PROVIDED TEXT -
╭──

MIT Sloan Health Systems Initiative
Catherine Tucker: The Role of Delayed Data in the COVID-19 Pandemic
COVID-19 policy, in part, relies on COVID-19 infections data that is gathered from state databases. Professor Tucker’s research shows that not accounting for delays in reporting leads to misguided policy decisions that may have a detrimental effect on public health.
There are several possibilities for reporting delays, but Tucker and her student Yifei Wang focus their research on delays caused by states’ reliance on outdated fax-based reporting, which leads to severe delay in reported actual number of cases and short-term fluctuations in reported numbers. The delay matters because, as Tucker shows, reporting delays lead to incorrect, ineffective policy decisions to deal appropriately with the pandemic. She concludes that if adjustments were made to correct for reporting delays, several major policies would be different.
Tucker focuses on six different policies:
- stay-at-home/shelter-in-place orders
- mandating face mask use by all individuals in public spaces
- closing non-essential businesses
- closing K-12 schools
- closing restaurants except take-out
- closing bars
As restaurants and bars are regarded as essential businesses in many states and therefore subject to separate closing and reopening schedules from non-essential businesses, the researchers treat them as separate policy variables from closing non-essential businesses orders in their analysis.
If policy makers assume no delays in reported numbers, the data analysis would lead to recommendations to shut down restaurants, open bars, and lift stay-at-home orders as soon as possible. They should also relax policies such as mask mandates and closing businesses. It seems that assuming some delay makes sense since assuming no delay leads to somewhat strange policy recommendations.
If policy makers assume that reporting delays are the same in every state, the analysis would lead to a strong recommendation for wearing masks and closing non-essential businesses., policies two and three in the researchers list of policies under review.
However, states use different methods and processes for testing and reporting, so it is more accurate to assume that the reporting delays are different for different states. With that more accurate assumption, the data analysis still would recommend mask mandates and closing non-essential business, but now the protective effect is even stronger than in the scenario above, where reporting delays are the same in every state. Furthermore, under these assumptions, there is also evidence of a large beneficial effect of closing K-12 schools.
On the other hand, policies such as stay-at-home orders and closing restaurants and bars are consistently estimated to have insignificant effects no matter how Tucker adjusted for reporting delay.
Tucker’s research clearly demonstrates the need to take reporting delays into considerations when analyzing COVID-19 data. Without doing so, policy makers may not recommend the most beneficial interventions. More generally, this research may lead to questioning the effectiveness of current data-management and reporting practices and the myriad differences among the states.

╰──

INFORMATION SUPPLIED -
╭──

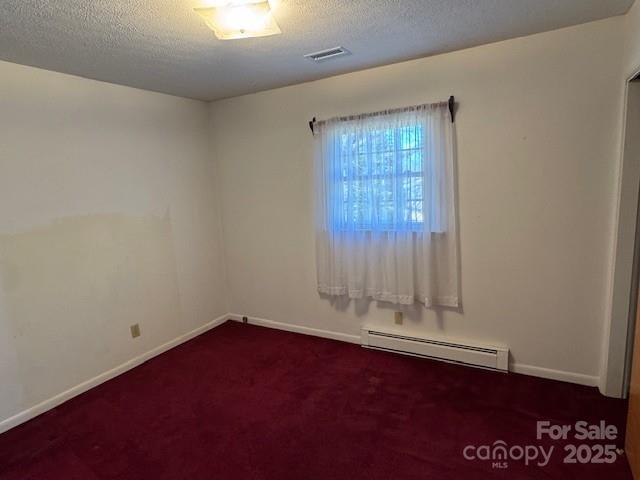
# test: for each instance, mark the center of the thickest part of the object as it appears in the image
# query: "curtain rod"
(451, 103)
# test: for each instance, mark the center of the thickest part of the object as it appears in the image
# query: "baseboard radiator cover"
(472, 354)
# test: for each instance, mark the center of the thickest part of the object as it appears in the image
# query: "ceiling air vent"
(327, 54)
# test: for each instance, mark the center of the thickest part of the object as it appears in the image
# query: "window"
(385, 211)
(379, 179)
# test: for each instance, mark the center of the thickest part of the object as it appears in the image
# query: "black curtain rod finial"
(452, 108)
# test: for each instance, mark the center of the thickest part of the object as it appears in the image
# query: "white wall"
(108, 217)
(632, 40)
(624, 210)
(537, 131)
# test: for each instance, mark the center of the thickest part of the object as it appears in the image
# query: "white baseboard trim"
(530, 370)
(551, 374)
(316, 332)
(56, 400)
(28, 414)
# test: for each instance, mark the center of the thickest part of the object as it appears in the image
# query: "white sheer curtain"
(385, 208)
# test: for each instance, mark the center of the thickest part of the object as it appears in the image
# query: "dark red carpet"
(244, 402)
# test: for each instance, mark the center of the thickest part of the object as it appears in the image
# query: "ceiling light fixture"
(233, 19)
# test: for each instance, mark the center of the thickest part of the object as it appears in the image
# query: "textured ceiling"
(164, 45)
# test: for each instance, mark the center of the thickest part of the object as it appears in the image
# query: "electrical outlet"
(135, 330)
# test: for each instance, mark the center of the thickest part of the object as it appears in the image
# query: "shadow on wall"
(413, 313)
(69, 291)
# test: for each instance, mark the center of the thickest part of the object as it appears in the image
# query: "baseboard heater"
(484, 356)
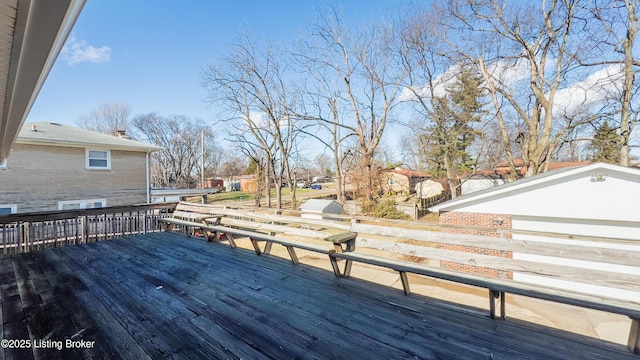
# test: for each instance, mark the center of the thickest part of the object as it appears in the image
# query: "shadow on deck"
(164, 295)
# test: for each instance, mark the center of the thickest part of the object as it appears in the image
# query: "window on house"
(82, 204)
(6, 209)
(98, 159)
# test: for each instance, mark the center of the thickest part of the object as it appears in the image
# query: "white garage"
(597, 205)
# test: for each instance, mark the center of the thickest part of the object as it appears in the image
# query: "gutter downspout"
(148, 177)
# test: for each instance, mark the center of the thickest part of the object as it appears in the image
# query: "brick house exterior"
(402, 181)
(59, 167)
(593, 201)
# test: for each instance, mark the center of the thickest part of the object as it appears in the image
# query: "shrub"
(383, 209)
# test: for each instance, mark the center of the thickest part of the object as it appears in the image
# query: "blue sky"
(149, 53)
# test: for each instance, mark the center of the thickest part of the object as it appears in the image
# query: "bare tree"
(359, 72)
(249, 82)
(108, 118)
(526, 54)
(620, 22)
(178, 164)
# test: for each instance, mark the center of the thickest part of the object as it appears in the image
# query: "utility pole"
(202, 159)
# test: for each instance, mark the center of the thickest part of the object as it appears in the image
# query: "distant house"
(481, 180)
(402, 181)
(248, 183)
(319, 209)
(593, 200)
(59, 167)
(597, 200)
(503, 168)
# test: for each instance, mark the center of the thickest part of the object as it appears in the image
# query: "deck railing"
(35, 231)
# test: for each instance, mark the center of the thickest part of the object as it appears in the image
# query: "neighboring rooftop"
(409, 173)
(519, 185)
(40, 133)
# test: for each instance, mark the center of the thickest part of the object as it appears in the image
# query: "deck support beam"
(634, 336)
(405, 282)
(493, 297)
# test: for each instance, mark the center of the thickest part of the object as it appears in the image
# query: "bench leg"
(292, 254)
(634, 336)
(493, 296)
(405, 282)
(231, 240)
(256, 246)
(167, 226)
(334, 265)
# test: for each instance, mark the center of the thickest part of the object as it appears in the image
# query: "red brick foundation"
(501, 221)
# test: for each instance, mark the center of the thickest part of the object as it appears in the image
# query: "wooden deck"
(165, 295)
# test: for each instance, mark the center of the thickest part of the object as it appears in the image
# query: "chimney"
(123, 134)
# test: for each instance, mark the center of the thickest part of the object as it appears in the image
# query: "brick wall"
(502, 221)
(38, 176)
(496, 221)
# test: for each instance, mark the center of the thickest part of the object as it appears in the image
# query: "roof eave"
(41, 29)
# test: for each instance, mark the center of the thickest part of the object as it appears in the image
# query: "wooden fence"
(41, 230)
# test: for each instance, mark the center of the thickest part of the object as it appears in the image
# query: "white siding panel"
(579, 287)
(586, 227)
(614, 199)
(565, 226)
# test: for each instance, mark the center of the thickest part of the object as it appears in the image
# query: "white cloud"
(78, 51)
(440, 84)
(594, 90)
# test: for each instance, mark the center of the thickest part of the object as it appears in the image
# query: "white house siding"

╰──

TASK STATEMENT - From the article on delayed COVID-19 data, quote word for word the passage starting with "On the other" and going on through "among the states.".

SOLUTION FOR THIS EXERCISE -
On the other hand, policies such as stay-at-home orders and closing restaurants and bars are consistently estimated to have insignificant effects no matter how Tucker adjusted for reporting delay.
Tucker’s research clearly demonstrates the need to take reporting delays into considerations when analyzing COVID-19 data. Without doing so, policy makers may not recommend the most beneficial interventions. More generally, this research may lead to questioning the effectiveness of current data-management and reporting practices and the myriad differences among the states.